[Stored data entries]
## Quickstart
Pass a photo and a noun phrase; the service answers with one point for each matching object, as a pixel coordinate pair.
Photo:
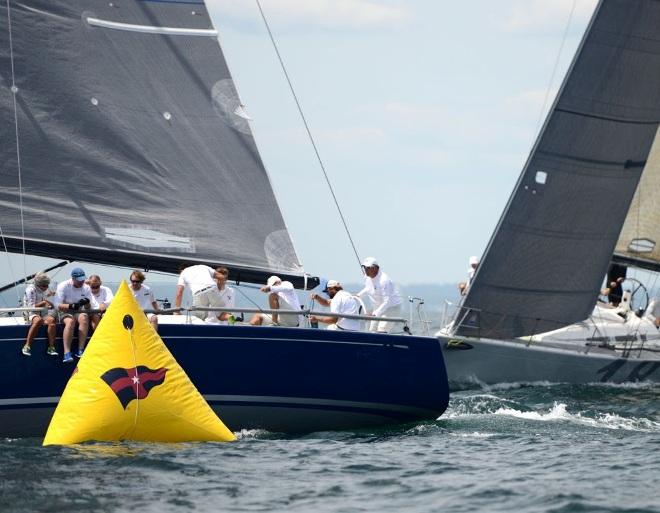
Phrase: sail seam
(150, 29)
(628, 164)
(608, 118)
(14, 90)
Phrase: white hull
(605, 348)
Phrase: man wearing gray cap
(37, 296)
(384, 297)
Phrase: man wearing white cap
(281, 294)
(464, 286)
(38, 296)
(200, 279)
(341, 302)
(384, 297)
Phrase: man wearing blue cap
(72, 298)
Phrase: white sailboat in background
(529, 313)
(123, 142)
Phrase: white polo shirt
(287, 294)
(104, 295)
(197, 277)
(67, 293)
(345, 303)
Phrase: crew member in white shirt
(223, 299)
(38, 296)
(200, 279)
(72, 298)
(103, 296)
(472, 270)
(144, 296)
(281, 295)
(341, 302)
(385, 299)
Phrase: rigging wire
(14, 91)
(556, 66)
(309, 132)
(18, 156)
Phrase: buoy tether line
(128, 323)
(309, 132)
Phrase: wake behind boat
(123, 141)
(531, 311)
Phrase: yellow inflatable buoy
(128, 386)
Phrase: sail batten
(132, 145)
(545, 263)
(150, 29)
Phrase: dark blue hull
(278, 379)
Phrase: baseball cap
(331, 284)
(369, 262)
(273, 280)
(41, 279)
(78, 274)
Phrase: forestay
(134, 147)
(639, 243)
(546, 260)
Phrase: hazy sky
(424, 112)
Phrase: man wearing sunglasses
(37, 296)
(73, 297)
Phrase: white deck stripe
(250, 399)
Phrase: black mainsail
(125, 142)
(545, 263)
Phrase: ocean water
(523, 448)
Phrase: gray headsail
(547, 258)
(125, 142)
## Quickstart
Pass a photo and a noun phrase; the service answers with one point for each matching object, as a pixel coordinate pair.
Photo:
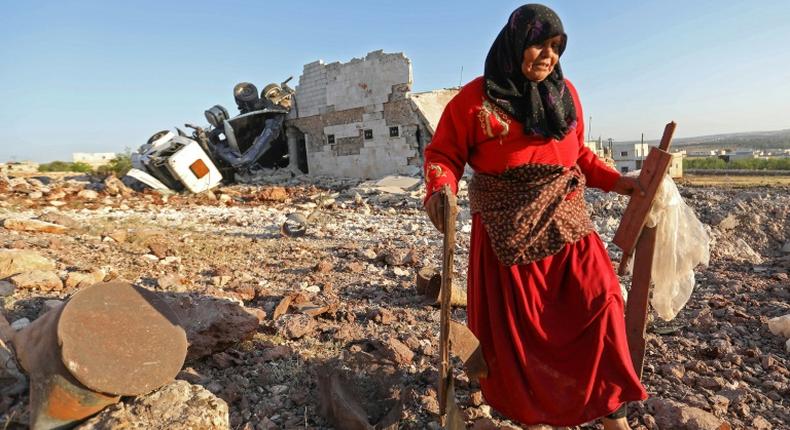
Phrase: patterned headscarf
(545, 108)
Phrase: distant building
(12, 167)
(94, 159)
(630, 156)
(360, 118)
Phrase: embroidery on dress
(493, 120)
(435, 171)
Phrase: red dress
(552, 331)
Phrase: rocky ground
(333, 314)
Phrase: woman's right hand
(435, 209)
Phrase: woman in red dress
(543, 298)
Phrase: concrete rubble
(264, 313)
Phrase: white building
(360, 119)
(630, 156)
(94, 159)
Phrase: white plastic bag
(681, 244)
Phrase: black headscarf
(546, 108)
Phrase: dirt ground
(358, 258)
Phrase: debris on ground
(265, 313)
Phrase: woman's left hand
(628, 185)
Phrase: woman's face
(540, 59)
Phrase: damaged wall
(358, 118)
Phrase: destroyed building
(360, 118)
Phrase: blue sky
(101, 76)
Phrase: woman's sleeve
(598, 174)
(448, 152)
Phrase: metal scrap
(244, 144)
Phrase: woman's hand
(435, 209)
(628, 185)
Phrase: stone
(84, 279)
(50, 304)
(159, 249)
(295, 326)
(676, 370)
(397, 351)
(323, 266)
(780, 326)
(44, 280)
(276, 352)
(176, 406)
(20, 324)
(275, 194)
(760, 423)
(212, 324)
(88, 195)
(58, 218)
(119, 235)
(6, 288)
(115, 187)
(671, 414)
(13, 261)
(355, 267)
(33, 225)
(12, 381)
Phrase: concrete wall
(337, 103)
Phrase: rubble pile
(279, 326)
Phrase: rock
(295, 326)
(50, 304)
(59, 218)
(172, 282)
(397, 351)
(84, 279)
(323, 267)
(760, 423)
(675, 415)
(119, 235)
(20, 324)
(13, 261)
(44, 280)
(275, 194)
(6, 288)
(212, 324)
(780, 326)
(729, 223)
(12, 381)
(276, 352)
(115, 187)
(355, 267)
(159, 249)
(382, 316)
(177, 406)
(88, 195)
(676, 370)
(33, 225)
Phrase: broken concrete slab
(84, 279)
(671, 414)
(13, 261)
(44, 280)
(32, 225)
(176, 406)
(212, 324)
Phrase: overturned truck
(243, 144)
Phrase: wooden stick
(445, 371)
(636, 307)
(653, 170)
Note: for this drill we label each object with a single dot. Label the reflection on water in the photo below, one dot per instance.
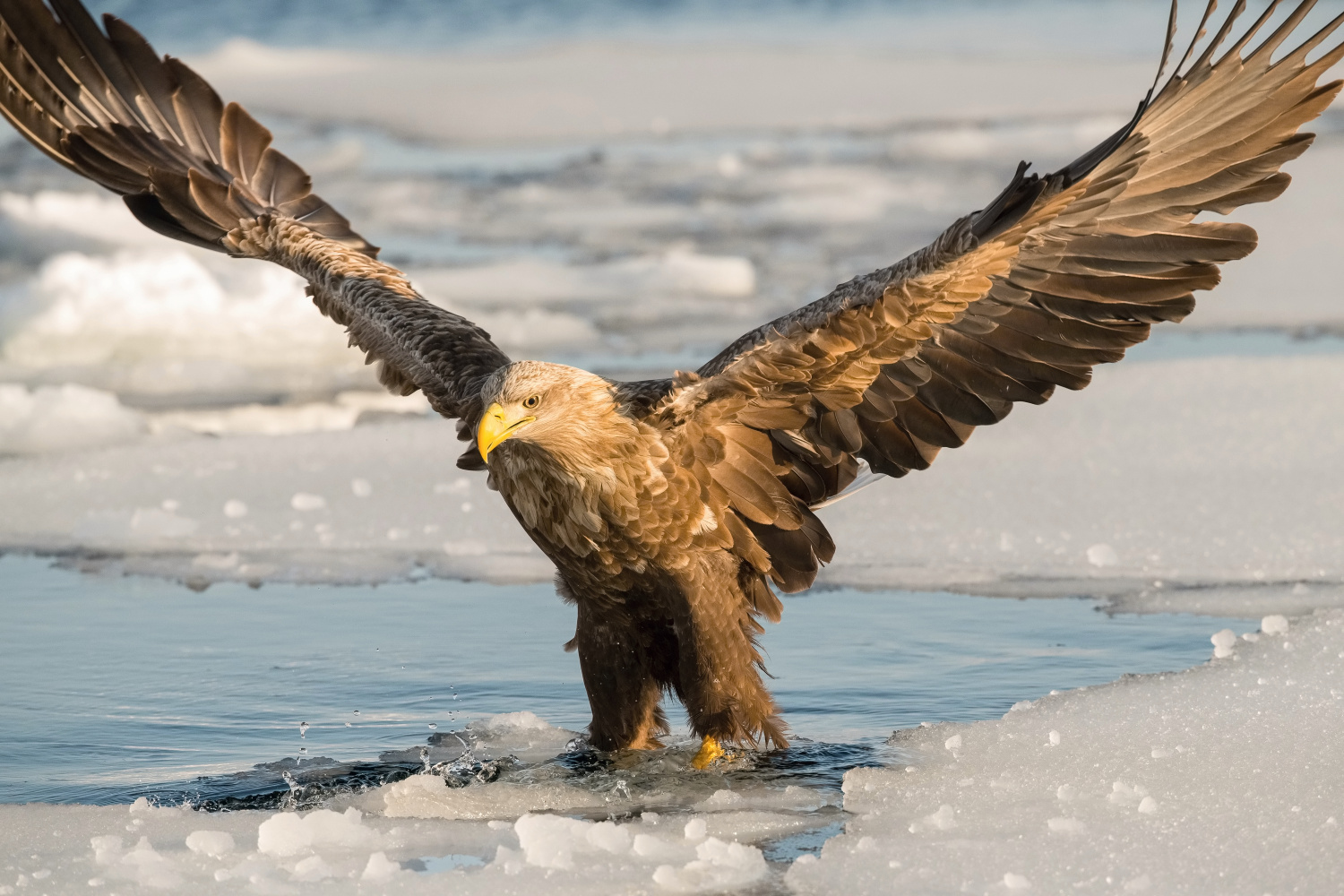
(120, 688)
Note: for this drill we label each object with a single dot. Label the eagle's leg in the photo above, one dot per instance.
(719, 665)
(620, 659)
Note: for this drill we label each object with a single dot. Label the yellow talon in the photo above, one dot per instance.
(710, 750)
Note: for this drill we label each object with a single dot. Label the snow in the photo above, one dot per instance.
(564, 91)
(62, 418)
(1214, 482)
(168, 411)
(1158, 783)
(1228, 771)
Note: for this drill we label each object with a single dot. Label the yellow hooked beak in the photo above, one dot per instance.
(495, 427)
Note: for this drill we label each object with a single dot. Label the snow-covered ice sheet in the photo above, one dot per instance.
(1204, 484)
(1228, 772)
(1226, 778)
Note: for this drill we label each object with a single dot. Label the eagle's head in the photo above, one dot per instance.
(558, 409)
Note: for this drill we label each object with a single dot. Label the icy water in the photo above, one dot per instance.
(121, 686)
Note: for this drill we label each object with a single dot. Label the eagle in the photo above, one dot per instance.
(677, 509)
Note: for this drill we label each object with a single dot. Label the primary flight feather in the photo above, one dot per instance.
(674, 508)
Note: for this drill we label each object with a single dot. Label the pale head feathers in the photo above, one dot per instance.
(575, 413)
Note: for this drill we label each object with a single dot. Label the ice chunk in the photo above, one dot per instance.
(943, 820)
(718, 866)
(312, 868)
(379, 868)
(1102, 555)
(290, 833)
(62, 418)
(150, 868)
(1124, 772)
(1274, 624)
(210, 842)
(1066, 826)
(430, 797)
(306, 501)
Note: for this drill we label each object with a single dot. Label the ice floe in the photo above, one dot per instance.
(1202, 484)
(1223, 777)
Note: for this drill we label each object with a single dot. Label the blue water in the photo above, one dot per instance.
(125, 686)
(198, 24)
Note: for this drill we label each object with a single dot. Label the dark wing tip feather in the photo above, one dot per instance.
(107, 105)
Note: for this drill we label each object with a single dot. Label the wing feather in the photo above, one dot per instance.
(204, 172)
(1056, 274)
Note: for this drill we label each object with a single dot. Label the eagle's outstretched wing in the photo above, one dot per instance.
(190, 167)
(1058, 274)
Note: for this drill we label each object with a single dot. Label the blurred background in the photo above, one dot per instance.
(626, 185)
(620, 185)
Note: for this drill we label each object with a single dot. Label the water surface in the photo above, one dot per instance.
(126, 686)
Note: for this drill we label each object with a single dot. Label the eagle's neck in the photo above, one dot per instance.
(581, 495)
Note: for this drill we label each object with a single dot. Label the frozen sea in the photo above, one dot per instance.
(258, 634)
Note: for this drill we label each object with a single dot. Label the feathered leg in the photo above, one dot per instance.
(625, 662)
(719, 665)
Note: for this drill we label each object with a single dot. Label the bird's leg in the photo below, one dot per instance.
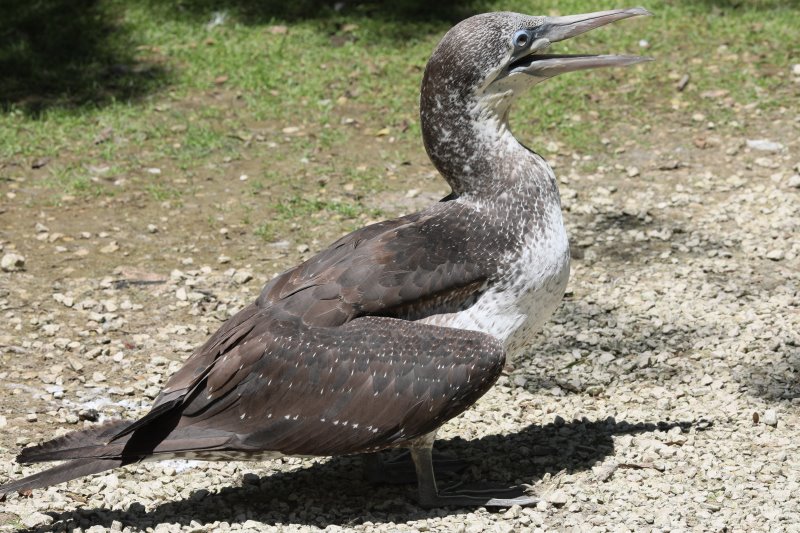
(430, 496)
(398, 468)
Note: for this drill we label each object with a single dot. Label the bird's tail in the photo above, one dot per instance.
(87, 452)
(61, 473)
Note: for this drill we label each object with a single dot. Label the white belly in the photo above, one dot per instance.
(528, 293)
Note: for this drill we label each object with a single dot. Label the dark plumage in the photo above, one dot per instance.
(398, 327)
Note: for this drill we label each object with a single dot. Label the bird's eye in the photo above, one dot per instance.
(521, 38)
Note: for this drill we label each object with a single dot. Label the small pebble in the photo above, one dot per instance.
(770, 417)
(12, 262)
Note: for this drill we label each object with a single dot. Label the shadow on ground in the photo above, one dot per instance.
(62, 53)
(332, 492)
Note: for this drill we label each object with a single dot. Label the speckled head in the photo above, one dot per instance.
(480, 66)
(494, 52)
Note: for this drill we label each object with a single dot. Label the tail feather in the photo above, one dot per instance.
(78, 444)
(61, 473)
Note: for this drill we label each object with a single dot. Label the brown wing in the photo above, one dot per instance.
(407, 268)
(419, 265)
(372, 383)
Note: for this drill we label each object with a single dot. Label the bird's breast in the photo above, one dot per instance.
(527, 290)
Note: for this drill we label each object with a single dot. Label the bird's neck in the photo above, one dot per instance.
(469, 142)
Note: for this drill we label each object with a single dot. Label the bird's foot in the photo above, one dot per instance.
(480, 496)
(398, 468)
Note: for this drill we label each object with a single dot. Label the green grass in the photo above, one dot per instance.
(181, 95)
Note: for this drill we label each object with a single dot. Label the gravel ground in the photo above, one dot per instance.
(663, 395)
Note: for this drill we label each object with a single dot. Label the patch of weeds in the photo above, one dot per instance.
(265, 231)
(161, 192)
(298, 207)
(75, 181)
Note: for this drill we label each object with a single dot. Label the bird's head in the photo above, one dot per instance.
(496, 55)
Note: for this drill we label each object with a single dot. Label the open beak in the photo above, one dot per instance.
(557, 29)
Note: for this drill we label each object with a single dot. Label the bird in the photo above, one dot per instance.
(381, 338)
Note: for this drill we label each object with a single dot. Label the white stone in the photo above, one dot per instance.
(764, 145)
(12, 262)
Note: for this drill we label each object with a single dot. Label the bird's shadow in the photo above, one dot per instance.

What you should do ▸
Can you output the entries between the lines holding "the ice chunk" and "(1056, 274)", inclusive, as a two-column CSV with the headers instruction and points, one row for each request? Put each request's text and its answer in a single quoted field, with line breaks replaced by spaces.

Exercise answer ▸
instruction,points
"Note: for this drill we label each object with a single dot. Label the ice chunk in the photo above, one dot per instance.","(943, 820) (718, 866) (312, 868) (379, 868) (1102, 555) (290, 833) (62, 418) (150, 868) (1124, 772) (1274, 624) (210, 842) (1066, 826) (430, 797) (306, 501)"
"Note: for this drill we label each object with a single dot. Label the ice floe in the photo above, one dot per instance.","(1202, 484) (1223, 777)"
"Note: for this drill we label each object with a single dot. Label the blue water in the photo above, one dot per instance.","(125, 686) (198, 24)"
"Note: for this drill we label each object with a single dot. Label the dark wing tip feather in the photo above, one dot per instance.","(107, 105)"
"Note: for this drill we label each object with a single dot. Label the wing feather in the photo above, one dot per instance.","(204, 172) (1056, 274)"